---------- STORED DATA ----------

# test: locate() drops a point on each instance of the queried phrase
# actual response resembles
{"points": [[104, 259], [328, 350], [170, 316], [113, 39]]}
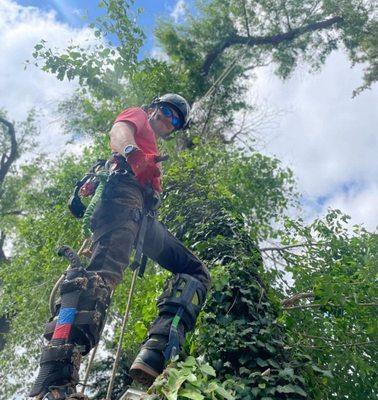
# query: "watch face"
{"points": [[129, 149]]}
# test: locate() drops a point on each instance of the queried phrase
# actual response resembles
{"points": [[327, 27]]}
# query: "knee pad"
{"points": [[186, 293]]}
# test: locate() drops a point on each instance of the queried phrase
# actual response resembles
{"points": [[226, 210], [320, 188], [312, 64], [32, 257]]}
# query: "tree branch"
{"points": [[7, 159], [274, 40], [3, 257], [295, 298], [290, 246], [328, 305]]}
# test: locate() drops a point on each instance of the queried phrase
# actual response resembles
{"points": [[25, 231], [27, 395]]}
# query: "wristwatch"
{"points": [[129, 149]]}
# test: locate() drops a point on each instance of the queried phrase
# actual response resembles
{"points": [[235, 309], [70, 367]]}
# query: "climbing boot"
{"points": [[150, 361]]}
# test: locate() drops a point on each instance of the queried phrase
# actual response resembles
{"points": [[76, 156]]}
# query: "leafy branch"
{"points": [[273, 40]]}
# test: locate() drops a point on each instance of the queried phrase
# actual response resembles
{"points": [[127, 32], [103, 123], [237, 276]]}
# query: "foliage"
{"points": [[193, 379], [221, 202], [338, 327]]}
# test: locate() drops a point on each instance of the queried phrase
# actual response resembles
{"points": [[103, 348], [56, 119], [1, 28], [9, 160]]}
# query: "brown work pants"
{"points": [[116, 223]]}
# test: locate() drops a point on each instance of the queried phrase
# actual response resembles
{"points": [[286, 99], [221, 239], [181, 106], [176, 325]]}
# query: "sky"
{"points": [[329, 139]]}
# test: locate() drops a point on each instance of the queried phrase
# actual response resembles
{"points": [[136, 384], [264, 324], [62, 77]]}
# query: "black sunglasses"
{"points": [[167, 112]]}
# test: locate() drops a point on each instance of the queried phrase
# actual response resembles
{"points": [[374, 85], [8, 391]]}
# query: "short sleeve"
{"points": [[135, 116]]}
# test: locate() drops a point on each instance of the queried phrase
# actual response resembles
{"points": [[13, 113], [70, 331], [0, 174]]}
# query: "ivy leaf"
{"points": [[224, 393], [191, 394], [208, 370]]}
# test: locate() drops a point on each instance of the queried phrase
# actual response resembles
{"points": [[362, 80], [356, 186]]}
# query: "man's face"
{"points": [[161, 124]]}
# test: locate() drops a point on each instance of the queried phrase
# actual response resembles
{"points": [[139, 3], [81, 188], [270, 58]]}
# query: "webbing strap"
{"points": [[138, 262], [173, 345]]}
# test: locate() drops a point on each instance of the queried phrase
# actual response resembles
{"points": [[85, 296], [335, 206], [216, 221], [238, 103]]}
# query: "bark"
{"points": [[274, 40]]}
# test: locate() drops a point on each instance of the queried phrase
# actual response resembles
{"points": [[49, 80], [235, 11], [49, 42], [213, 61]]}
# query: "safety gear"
{"points": [[75, 329], [167, 112], [145, 168], [85, 187], [178, 103], [150, 362], [179, 306], [65, 392]]}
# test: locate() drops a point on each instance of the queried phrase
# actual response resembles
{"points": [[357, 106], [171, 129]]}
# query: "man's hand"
{"points": [[145, 168]]}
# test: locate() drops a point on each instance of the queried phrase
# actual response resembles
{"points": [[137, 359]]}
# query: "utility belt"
{"points": [[102, 172]]}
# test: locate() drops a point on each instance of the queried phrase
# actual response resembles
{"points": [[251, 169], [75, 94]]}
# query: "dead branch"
{"points": [[304, 306], [3, 257], [295, 298], [7, 159], [291, 246], [274, 40]]}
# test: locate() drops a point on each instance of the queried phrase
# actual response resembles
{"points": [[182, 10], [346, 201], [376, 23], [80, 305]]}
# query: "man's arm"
{"points": [[122, 135]]}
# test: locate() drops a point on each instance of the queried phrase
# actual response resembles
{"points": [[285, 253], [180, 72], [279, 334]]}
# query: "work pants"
{"points": [[116, 222]]}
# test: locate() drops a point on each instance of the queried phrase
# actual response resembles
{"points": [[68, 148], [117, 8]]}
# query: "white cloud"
{"points": [[329, 139], [20, 29], [179, 10]]}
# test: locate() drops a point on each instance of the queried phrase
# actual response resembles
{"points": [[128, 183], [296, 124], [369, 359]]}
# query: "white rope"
{"points": [[124, 323]]}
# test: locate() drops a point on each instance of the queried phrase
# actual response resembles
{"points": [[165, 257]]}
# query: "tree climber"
{"points": [[129, 194]]}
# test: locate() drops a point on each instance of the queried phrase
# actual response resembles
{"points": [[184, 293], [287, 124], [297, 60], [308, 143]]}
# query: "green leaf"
{"points": [[191, 394], [207, 370], [224, 393]]}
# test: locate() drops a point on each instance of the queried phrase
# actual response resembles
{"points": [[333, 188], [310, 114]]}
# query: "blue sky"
{"points": [[310, 122], [72, 11]]}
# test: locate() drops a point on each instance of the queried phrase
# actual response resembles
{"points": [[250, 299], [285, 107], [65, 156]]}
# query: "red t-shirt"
{"points": [[144, 135]]}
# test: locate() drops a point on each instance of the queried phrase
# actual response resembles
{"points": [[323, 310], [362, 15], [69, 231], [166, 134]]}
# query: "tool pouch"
{"points": [[85, 187]]}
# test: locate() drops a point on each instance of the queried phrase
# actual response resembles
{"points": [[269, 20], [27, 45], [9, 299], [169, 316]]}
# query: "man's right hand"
{"points": [[145, 168]]}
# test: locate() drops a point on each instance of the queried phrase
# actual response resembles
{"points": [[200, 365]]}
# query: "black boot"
{"points": [[150, 361], [59, 369]]}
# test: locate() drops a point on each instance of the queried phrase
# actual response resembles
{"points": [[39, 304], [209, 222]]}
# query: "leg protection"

----------

TASK GOAL
Select each line of the material above that contains the string "hand", treating uppercase and lowercase as distinct, and copy those lines.

RESULT FOR THIS EXERCISE
# query: "man's hand"
# query: "man's right hand"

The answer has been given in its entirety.